### Work to complete
Could you transcribe all of the data exactly and skip any pictures?
Information provided Start Marker
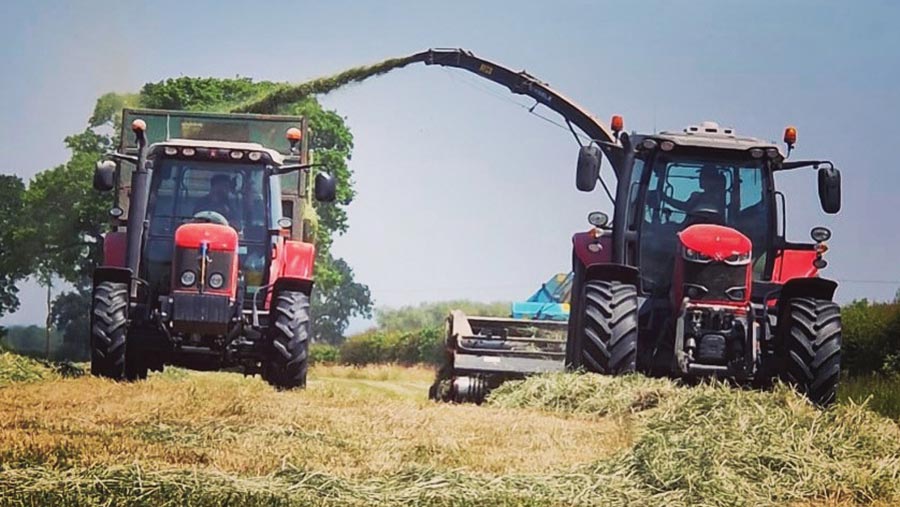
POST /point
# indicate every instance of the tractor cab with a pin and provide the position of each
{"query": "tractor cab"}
(216, 183)
(709, 175)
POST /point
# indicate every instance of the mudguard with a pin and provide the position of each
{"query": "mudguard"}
(580, 242)
(114, 245)
(112, 274)
(816, 288)
(610, 271)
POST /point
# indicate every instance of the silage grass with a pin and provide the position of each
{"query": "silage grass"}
(879, 392)
(16, 368)
(187, 438)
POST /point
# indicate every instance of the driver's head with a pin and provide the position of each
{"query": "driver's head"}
(711, 180)
(220, 186)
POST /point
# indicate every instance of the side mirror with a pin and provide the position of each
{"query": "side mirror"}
(588, 170)
(325, 187)
(105, 175)
(830, 189)
(598, 219)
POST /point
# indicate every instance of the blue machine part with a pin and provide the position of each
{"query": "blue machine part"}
(550, 302)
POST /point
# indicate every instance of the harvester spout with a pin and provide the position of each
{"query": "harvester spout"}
(140, 196)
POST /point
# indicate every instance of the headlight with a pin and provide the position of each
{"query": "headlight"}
(188, 278)
(738, 259)
(216, 280)
(695, 256)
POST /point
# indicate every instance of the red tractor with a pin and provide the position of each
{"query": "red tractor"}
(694, 276)
(210, 265)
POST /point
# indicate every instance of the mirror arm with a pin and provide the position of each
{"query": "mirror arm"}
(786, 166)
(285, 169)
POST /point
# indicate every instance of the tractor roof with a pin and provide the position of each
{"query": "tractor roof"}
(277, 158)
(710, 135)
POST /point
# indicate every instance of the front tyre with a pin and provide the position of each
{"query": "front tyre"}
(109, 326)
(605, 338)
(811, 348)
(288, 360)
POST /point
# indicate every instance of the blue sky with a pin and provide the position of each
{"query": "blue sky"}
(463, 194)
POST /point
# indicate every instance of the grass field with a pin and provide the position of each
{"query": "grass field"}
(369, 437)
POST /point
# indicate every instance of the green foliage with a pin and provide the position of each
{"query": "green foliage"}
(70, 314)
(323, 353)
(425, 315)
(376, 346)
(64, 237)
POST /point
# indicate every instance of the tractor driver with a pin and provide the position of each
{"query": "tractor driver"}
(710, 197)
(219, 197)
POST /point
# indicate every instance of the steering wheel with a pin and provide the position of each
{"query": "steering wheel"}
(705, 215)
(210, 217)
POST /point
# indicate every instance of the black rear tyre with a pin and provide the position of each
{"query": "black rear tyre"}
(605, 335)
(136, 367)
(811, 348)
(109, 326)
(289, 331)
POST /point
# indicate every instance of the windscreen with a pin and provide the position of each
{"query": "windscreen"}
(182, 189)
(685, 191)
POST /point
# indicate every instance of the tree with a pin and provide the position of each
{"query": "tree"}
(70, 217)
(342, 299)
(337, 296)
(14, 262)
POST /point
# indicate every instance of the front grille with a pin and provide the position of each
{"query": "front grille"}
(715, 281)
(201, 313)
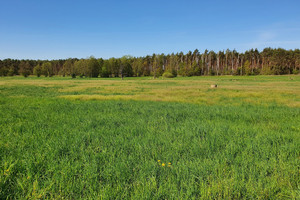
Information provided End Marker
### Output of the task
POST /point
# indicate every instance of the tractor cab with a pin and provide the position of each
{"query": "tractor cab"}
(216, 183)
(709, 175)
POST /point
# indicate every instance of the mudguard with a pin and provide the position of each
{"query": "mudguard"}
(580, 242)
(114, 245)
(112, 274)
(816, 288)
(610, 271)
POST /point
# indicate every instance of the silage grass with a pin and provide the position of each
{"query": "silage grass"}
(879, 392)
(16, 368)
(187, 438)
POST /point
# indicate every instance of the driver's head with a pin and provide the position of each
{"query": "driver's head"}
(711, 180)
(220, 186)
POST /point
# indicate every instance of the side mirror with a pin and provide the position of each
{"query": "side mirror"}
(588, 170)
(325, 187)
(105, 175)
(830, 189)
(598, 219)
POST /point
# indicate every instance of the blue machine part with a pin and provide the position of each
{"query": "blue machine part"}
(550, 302)
POST /point
# indicate every instance of the harvester spout with a pin and provide the position of each
{"query": "harvester spout"}
(140, 196)
POST /point
# indicate every instance of the headlight with a pin and provide the position of each
{"query": "headlight"}
(188, 278)
(738, 259)
(216, 280)
(695, 256)
POST /point
# indicate every instance of the red tractor with a pin and provide the position of each
{"query": "red tractor"}
(694, 276)
(210, 265)
POST /point
# indicate every instance of the mirror arm with a pin and provide the position of each
{"query": "mirror arm"}
(786, 166)
(285, 169)
POST /point
# indicate every instance of the tractor roof with a pin and provide the position of each
{"query": "tractor roof"}
(277, 158)
(710, 135)
POST /point
# indicate every instance of the front tyre with a pin and provide the position of each
{"query": "front tyre"}
(109, 326)
(605, 338)
(811, 348)
(288, 360)
POST /point
# indicate every instance of the blue sky with a pin and provide the position of each
{"query": "blue sky"}
(463, 194)
POST /point
# indicate every instance of the grass field with a pin and provide the position of each
{"query": "grass field"}
(369, 437)
POST /point
# indicate every instance of the green foliage with a pin and provide the position of each
{"query": "green foliage"}
(70, 314)
(323, 353)
(425, 315)
(376, 346)
(64, 237)
POST /point
# indicate every instance of the tractor driver with a pin and provide the position of each
{"query": "tractor driver"}
(710, 197)
(219, 197)
POST /point
# indicate every instance of the steering wheel with a pin and provide the position of each
{"query": "steering wheel"}
(705, 215)
(210, 217)
POST /point
# indicate every instance of the black rear tyre with a pin and provide the position of each
{"query": "black rear tyre"}
(605, 335)
(136, 367)
(811, 348)
(109, 326)
(289, 331)
POST /point
# indicate every instance of the windscreen with a pin and provide the position of each
{"query": "windscreen"}
(182, 189)
(685, 191)
POST /point
# indicate every instance of the tree with a pin and provide the position of each
{"query": "tree"}
(70, 217)
(342, 299)
(337, 296)
(14, 262)
POST /point
# indicate every instance of the front grille with a pin and provide the position of each
{"query": "front grille"}
(715, 281)
(201, 313)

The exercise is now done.